━━━ Entries supplied ━━━
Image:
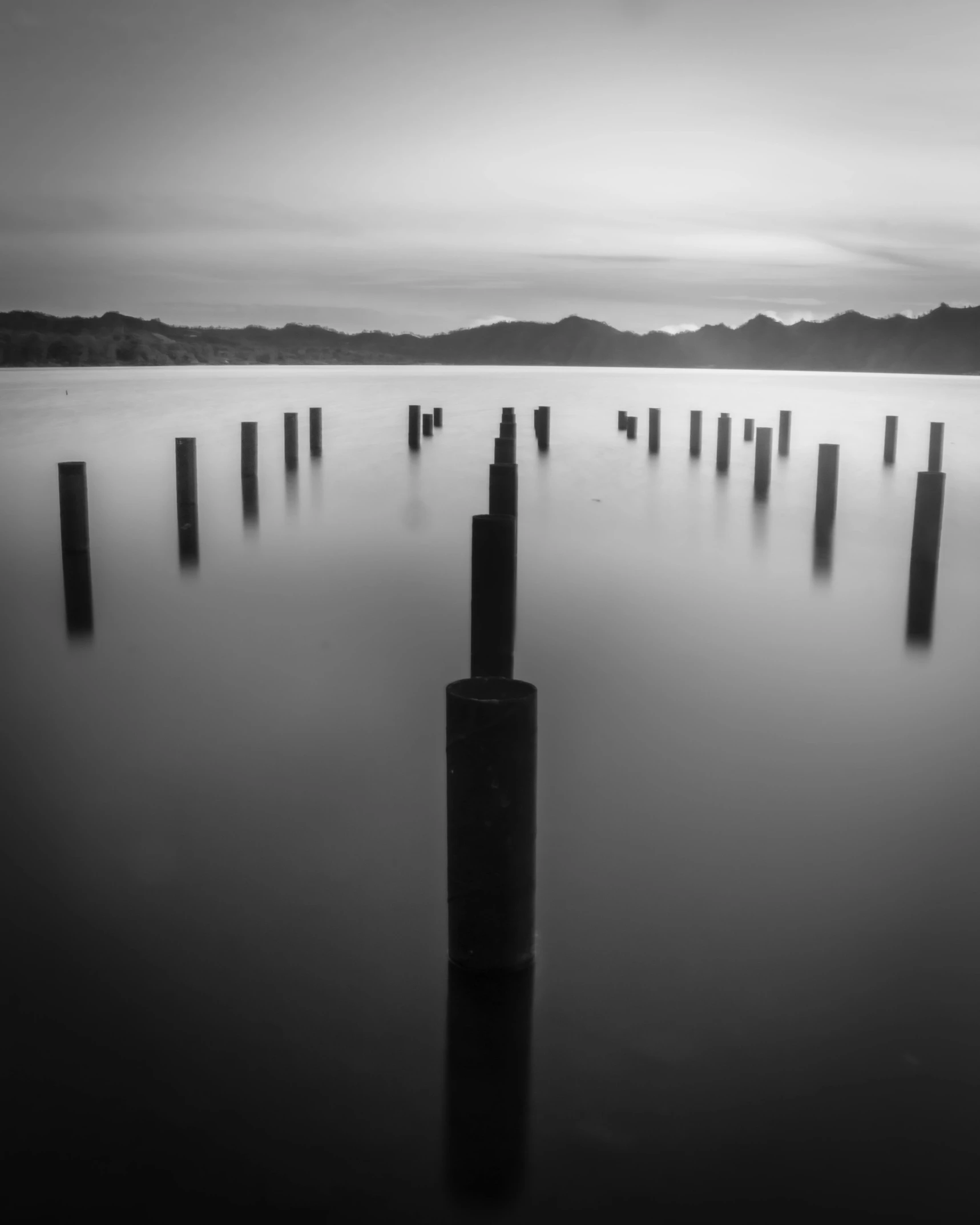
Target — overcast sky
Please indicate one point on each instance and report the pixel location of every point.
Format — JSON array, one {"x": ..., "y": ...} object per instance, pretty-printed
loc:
[{"x": 425, "y": 164}]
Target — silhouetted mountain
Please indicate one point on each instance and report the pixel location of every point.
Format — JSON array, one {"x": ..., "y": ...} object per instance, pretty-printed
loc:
[{"x": 945, "y": 341}]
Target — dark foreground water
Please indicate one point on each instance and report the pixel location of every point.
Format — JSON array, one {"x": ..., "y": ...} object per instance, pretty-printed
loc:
[{"x": 757, "y": 994}]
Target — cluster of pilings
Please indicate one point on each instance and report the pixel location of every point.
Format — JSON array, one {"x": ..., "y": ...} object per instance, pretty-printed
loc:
[
  {"x": 491, "y": 728},
  {"x": 72, "y": 487},
  {"x": 429, "y": 422},
  {"x": 929, "y": 495}
]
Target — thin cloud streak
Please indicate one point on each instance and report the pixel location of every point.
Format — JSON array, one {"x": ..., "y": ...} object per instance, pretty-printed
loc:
[{"x": 446, "y": 162}]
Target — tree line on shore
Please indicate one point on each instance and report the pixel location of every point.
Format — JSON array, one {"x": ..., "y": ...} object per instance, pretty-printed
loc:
[{"x": 945, "y": 341}]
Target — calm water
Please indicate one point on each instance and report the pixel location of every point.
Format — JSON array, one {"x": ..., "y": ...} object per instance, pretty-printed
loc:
[{"x": 757, "y": 993}]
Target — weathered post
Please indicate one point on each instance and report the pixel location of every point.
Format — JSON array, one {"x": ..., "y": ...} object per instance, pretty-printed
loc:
[
  {"x": 76, "y": 569},
  {"x": 891, "y": 437},
  {"x": 695, "y": 432},
  {"x": 491, "y": 766},
  {"x": 187, "y": 502},
  {"x": 723, "y": 449},
  {"x": 927, "y": 519},
  {"x": 291, "y": 440},
  {"x": 925, "y": 557},
  {"x": 784, "y": 423},
  {"x": 545, "y": 428},
  {"x": 827, "y": 464},
  {"x": 250, "y": 501},
  {"x": 764, "y": 460},
  {"x": 72, "y": 498},
  {"x": 826, "y": 509},
  {"x": 493, "y": 596},
  {"x": 654, "y": 438},
  {"x": 504, "y": 489},
  {"x": 935, "y": 446},
  {"x": 249, "y": 449}
]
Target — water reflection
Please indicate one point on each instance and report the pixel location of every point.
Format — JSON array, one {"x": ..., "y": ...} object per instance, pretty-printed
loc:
[
  {"x": 824, "y": 544},
  {"x": 487, "y": 1086},
  {"x": 79, "y": 615},
  {"x": 922, "y": 603},
  {"x": 187, "y": 535},
  {"x": 292, "y": 489},
  {"x": 250, "y": 501}
]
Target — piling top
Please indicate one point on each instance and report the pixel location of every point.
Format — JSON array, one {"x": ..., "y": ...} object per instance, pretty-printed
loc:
[{"x": 490, "y": 690}]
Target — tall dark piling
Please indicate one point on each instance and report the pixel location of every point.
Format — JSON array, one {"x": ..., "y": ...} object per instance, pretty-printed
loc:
[
  {"x": 723, "y": 450},
  {"x": 926, "y": 526},
  {"x": 654, "y": 434},
  {"x": 187, "y": 472},
  {"x": 249, "y": 449},
  {"x": 504, "y": 489},
  {"x": 545, "y": 428},
  {"x": 187, "y": 502},
  {"x": 764, "y": 460},
  {"x": 490, "y": 772},
  {"x": 487, "y": 1085},
  {"x": 926, "y": 530},
  {"x": 826, "y": 506},
  {"x": 891, "y": 438},
  {"x": 72, "y": 500},
  {"x": 76, "y": 567},
  {"x": 935, "y": 448},
  {"x": 250, "y": 501},
  {"x": 784, "y": 423},
  {"x": 828, "y": 455},
  {"x": 695, "y": 432},
  {"x": 493, "y": 596},
  {"x": 291, "y": 440}
]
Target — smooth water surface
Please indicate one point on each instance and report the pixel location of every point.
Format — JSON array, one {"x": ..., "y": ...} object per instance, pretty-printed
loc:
[{"x": 757, "y": 993}]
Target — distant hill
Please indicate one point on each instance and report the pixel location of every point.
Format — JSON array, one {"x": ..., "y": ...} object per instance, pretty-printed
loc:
[{"x": 945, "y": 341}]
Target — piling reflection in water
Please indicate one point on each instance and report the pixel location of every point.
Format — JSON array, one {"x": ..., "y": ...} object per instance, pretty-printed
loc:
[
  {"x": 79, "y": 615},
  {"x": 187, "y": 537},
  {"x": 487, "y": 1085},
  {"x": 250, "y": 501},
  {"x": 922, "y": 603}
]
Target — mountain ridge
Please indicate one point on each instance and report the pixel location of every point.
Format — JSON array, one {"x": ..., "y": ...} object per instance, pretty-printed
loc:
[{"x": 942, "y": 341}]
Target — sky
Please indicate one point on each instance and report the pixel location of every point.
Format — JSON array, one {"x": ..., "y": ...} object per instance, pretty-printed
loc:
[{"x": 429, "y": 164}]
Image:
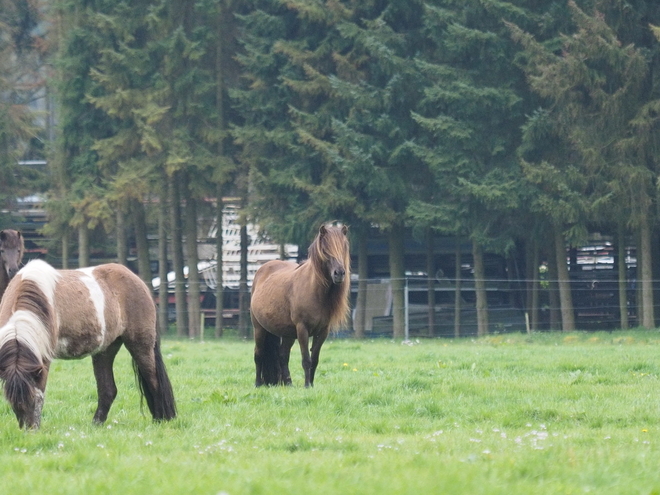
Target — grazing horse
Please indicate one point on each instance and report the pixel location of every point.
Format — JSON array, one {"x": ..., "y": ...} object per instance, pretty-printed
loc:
[
  {"x": 11, "y": 254},
  {"x": 47, "y": 314},
  {"x": 297, "y": 301}
]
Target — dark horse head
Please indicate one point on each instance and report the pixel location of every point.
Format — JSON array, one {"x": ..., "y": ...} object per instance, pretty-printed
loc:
[
  {"x": 11, "y": 251},
  {"x": 330, "y": 254}
]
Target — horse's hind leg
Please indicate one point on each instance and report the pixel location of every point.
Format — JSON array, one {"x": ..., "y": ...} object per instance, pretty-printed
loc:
[
  {"x": 105, "y": 380},
  {"x": 259, "y": 345},
  {"x": 153, "y": 380},
  {"x": 285, "y": 353}
]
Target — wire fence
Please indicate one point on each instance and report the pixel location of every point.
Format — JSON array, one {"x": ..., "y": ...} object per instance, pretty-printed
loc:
[{"x": 596, "y": 305}]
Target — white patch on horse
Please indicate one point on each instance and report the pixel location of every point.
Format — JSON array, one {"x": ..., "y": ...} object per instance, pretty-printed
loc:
[
  {"x": 25, "y": 327},
  {"x": 97, "y": 297},
  {"x": 44, "y": 275}
]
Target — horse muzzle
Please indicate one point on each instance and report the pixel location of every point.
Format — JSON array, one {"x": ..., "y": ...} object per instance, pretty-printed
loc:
[{"x": 338, "y": 276}]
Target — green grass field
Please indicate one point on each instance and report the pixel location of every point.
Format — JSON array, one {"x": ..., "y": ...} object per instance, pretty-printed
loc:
[{"x": 506, "y": 414}]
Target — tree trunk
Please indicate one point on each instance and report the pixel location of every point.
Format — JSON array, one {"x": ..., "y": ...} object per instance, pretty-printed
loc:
[
  {"x": 122, "y": 238},
  {"x": 397, "y": 276},
  {"x": 141, "y": 241},
  {"x": 430, "y": 281},
  {"x": 177, "y": 258},
  {"x": 480, "y": 288},
  {"x": 457, "y": 288},
  {"x": 194, "y": 307},
  {"x": 646, "y": 272},
  {"x": 83, "y": 245},
  {"x": 360, "y": 322},
  {"x": 65, "y": 249},
  {"x": 622, "y": 276},
  {"x": 219, "y": 289},
  {"x": 564, "y": 283},
  {"x": 222, "y": 125},
  {"x": 163, "y": 290}
]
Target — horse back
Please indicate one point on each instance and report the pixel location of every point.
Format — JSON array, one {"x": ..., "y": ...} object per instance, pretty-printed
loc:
[
  {"x": 270, "y": 301},
  {"x": 97, "y": 305}
]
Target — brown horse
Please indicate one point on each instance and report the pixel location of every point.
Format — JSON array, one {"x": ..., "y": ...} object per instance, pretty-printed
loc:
[
  {"x": 291, "y": 301},
  {"x": 11, "y": 254},
  {"x": 68, "y": 314}
]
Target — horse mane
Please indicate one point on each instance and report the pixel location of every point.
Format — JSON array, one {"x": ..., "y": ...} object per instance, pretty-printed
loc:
[
  {"x": 331, "y": 242},
  {"x": 26, "y": 340},
  {"x": 32, "y": 314}
]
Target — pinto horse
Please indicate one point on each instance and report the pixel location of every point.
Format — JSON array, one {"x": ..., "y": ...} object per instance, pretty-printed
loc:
[
  {"x": 297, "y": 301},
  {"x": 11, "y": 254},
  {"x": 47, "y": 314}
]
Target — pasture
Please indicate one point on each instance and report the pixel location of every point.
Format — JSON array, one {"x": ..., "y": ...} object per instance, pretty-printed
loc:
[{"x": 506, "y": 414}]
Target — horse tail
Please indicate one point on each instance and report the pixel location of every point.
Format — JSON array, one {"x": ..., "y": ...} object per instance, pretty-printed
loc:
[
  {"x": 160, "y": 399},
  {"x": 20, "y": 368},
  {"x": 271, "y": 372}
]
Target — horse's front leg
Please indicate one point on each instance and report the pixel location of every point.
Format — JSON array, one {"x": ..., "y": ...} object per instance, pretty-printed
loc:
[
  {"x": 317, "y": 342},
  {"x": 303, "y": 340},
  {"x": 285, "y": 353},
  {"x": 39, "y": 396}
]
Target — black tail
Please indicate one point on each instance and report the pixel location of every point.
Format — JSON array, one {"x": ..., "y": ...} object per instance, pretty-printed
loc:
[
  {"x": 160, "y": 401},
  {"x": 271, "y": 372}
]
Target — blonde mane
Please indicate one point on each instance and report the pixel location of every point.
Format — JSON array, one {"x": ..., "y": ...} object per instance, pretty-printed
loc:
[{"x": 331, "y": 242}]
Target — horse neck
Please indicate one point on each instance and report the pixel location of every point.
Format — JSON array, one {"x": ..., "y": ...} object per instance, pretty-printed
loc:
[{"x": 4, "y": 279}]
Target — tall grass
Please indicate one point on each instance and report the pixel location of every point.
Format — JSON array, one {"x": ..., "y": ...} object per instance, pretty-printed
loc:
[{"x": 511, "y": 414}]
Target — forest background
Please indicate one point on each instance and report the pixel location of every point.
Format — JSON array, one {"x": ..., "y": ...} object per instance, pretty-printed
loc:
[{"x": 519, "y": 124}]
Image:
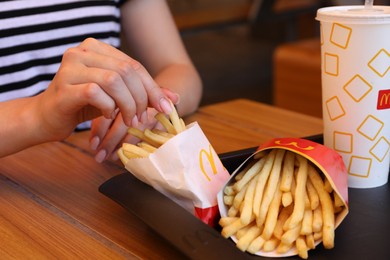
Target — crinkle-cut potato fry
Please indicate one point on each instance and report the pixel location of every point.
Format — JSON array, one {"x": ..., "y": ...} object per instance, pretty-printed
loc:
[
  {"x": 258, "y": 192},
  {"x": 151, "y": 140}
]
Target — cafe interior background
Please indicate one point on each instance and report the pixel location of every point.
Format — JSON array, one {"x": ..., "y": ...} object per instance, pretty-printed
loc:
[{"x": 264, "y": 50}]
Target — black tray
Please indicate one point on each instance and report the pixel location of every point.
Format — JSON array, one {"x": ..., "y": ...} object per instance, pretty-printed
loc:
[{"x": 363, "y": 234}]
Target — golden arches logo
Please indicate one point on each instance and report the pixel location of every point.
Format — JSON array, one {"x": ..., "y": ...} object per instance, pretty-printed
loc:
[
  {"x": 210, "y": 158},
  {"x": 295, "y": 144}
]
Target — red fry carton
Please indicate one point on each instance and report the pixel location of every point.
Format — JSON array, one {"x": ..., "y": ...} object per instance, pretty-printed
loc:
[
  {"x": 328, "y": 161},
  {"x": 187, "y": 170}
]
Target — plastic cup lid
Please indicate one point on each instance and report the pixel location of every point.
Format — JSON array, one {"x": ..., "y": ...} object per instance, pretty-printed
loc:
[{"x": 356, "y": 14}]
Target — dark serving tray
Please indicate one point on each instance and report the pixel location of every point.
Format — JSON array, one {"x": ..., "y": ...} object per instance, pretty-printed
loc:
[{"x": 363, "y": 234}]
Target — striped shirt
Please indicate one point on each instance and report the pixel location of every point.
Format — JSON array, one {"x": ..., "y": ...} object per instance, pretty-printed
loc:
[{"x": 35, "y": 33}]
━━━
### Stated goal
Retype every line from the one containing "Target — dark serving tray" down to the end of the lines above, keeping each exactly the same.

### Result for this task
Target — dark serving tray
Please indicate one point on each instance and report the pixel location of every point.
Format — JSON array, one {"x": ..., "y": ...} object per instance, pretty-printed
loc:
[{"x": 363, "y": 234}]
Target — striped shirt
Please indicate one point on each instance and report the pixel location of every point.
Format — JSON array, one {"x": ..., "y": ...} object per instance, pretty-printed
loc:
[{"x": 35, "y": 33}]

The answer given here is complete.